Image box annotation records
▶
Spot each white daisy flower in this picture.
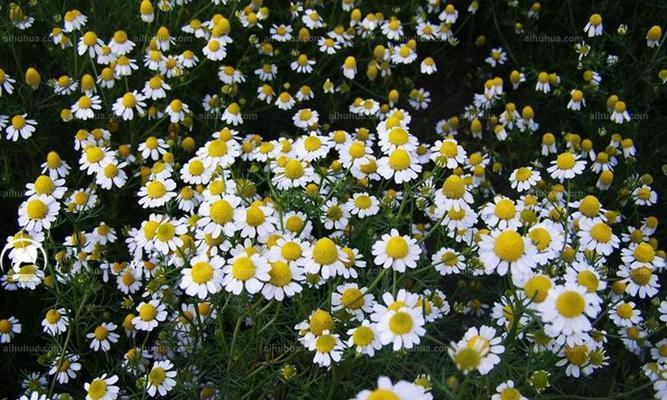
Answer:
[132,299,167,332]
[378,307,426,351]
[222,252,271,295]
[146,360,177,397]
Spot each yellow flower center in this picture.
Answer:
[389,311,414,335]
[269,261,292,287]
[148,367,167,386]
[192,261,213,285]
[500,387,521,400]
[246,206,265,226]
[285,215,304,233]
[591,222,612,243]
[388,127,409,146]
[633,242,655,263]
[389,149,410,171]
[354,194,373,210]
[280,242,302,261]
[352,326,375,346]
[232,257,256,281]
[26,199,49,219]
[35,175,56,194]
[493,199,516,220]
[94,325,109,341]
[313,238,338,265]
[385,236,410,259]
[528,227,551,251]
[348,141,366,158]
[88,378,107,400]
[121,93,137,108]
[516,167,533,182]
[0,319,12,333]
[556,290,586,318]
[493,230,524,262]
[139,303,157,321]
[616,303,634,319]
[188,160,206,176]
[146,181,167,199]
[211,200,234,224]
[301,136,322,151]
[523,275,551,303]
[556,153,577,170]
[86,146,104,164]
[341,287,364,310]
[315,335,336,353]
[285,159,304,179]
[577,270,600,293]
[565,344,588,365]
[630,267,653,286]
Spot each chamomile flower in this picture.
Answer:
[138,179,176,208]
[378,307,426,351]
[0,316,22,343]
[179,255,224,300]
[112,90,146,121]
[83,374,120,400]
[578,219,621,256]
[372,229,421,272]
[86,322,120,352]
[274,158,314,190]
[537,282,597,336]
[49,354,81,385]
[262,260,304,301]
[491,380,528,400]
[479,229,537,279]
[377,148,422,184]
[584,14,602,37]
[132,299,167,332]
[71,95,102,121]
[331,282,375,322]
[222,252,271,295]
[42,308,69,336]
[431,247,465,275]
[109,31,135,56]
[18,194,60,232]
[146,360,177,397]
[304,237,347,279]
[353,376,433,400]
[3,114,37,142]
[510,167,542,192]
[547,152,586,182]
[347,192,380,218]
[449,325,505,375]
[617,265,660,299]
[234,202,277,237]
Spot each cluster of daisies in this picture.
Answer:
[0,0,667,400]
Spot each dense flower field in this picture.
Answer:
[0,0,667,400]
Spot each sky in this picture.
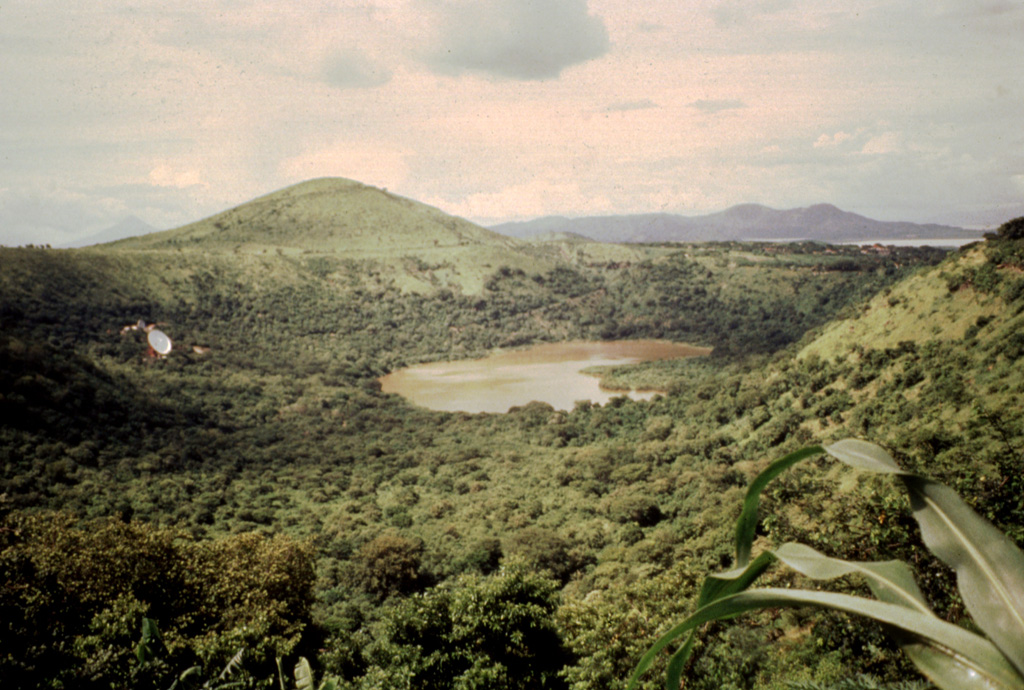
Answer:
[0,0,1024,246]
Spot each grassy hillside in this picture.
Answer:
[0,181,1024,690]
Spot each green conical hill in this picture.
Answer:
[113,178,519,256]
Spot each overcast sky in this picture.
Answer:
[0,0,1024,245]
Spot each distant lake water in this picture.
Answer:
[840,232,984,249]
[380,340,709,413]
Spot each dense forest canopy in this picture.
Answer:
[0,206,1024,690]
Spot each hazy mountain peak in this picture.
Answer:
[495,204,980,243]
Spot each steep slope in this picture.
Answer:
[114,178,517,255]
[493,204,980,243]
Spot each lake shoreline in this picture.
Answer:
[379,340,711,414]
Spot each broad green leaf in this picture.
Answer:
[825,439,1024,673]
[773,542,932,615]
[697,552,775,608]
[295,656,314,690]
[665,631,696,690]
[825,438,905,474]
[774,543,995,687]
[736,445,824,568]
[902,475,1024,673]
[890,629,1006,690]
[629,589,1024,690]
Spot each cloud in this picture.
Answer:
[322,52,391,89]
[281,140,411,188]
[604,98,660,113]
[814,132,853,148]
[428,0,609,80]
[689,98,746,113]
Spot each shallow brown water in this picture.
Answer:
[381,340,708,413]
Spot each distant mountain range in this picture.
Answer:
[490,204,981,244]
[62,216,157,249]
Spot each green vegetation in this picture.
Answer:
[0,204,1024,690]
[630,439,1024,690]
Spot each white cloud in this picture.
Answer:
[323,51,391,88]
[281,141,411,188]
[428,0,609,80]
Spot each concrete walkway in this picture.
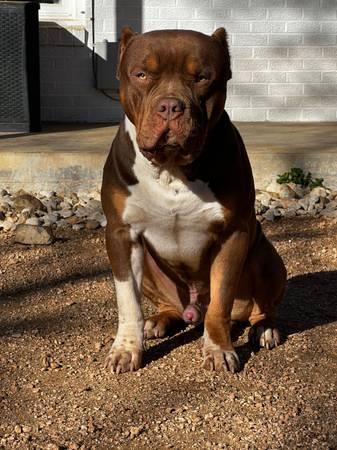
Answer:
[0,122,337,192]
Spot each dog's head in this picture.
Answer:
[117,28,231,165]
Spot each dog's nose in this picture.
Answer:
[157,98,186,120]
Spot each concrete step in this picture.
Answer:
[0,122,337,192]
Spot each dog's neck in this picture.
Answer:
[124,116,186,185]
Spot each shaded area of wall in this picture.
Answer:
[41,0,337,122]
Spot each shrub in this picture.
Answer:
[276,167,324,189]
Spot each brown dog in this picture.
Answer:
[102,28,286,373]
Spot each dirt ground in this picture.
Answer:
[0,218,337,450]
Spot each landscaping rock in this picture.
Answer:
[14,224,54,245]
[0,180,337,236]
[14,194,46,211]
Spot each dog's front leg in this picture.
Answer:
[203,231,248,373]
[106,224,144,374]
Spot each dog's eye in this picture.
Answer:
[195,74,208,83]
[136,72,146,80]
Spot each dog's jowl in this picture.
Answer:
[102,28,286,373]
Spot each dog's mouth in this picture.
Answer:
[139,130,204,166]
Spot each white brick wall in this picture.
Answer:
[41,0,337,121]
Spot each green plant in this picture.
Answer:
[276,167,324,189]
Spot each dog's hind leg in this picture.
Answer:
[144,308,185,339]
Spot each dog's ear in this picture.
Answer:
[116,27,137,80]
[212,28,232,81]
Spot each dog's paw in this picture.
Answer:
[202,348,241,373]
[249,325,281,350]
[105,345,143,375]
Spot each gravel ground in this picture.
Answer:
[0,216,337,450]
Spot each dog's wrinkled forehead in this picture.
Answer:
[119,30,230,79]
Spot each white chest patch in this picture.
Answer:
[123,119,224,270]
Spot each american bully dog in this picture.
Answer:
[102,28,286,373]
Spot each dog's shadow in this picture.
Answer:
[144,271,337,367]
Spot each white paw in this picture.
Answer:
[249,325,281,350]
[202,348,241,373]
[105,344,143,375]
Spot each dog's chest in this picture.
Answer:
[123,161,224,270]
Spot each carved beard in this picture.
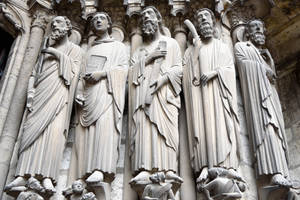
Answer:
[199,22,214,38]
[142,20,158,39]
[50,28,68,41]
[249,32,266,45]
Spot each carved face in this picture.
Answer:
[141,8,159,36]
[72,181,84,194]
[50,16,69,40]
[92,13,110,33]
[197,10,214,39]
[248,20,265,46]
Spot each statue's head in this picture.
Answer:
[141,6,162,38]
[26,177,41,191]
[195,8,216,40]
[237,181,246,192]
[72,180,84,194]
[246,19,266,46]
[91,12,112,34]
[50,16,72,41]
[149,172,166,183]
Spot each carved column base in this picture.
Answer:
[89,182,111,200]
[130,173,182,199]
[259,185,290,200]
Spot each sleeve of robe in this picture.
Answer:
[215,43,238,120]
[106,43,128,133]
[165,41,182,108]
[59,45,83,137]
◀
Rewrite the records above as a Markdown table with the columns Row and Line, one line per row and no blank lines. Begin at the line containing "Spot each dense flower field in this picture.", stop after the line containing "[689,98,746,113]", and leave out the picture lines.

| Row | Line |
|---|---|
| 1 | Spot each dense flower field in this picture. |
| 2 | Answer: |
| 3 | [0,0,667,400] |
| 4 | Spot each sky in this picture. |
| 5 | Answer: |
| 6 | [0,0,1024,246] |
| 7 | Spot each grassy hillside in this picture. |
| 8 | Answer: |
| 9 | [0,181,1024,690] |
| 10 | Spot each green conical hill in this picture. |
| 11 | Answer: |
| 12 | [113,178,519,256] |
| 13 | Spot each overcast sky in this picture. |
| 14 | Answer: |
| 15 | [0,0,1024,245] |
| 16 | Spot each distant lake water in this picture. |
| 17 | Answer: |
| 18 | [840,232,984,249] |
| 19 | [380,340,709,413] |
| 20 | Spot each dense forest canopy in this picture. |
| 21 | Answer: |
| 22 | [0,206,1024,690] |
| 23 | Spot each hazy mountain peak in this picture. |
| 24 | Answer: |
| 25 | [495,204,980,243] |
| 26 | Spot each steep slope in this picture. |
| 27 | Answer: |
| 28 | [114,178,517,255] |
| 29 | [493,204,980,243] |
| 30 | Spot each lake shoreline in this picture. |
| 31 | Answer: |
| 32 | [379,340,711,414] |
| 33 | Spot each broad green leaf in this picture. |
| 34 | Answer: |
| 35 | [825,439,1024,673] |
| 36 | [773,542,932,615] |
| 37 | [697,552,775,608] |
| 38 | [295,656,314,690] |
| 39 | [665,631,696,690] |
| 40 | [825,438,905,474] |
| 41 | [774,543,995,687] |
| 42 | [736,445,824,568] |
| 43 | [902,475,1024,673] |
| 44 | [890,629,1006,690] |
| 45 | [629,589,1024,690] |
| 46 | Spot each cloud in this picture. |
| 47 | Answer: |
| 48 | [322,52,391,89] |
| 49 | [281,140,411,188] |
| 50 | [604,98,660,113] |
| 51 | [814,132,853,148] |
| 52 | [428,0,609,80] |
| 53 | [689,98,746,113] |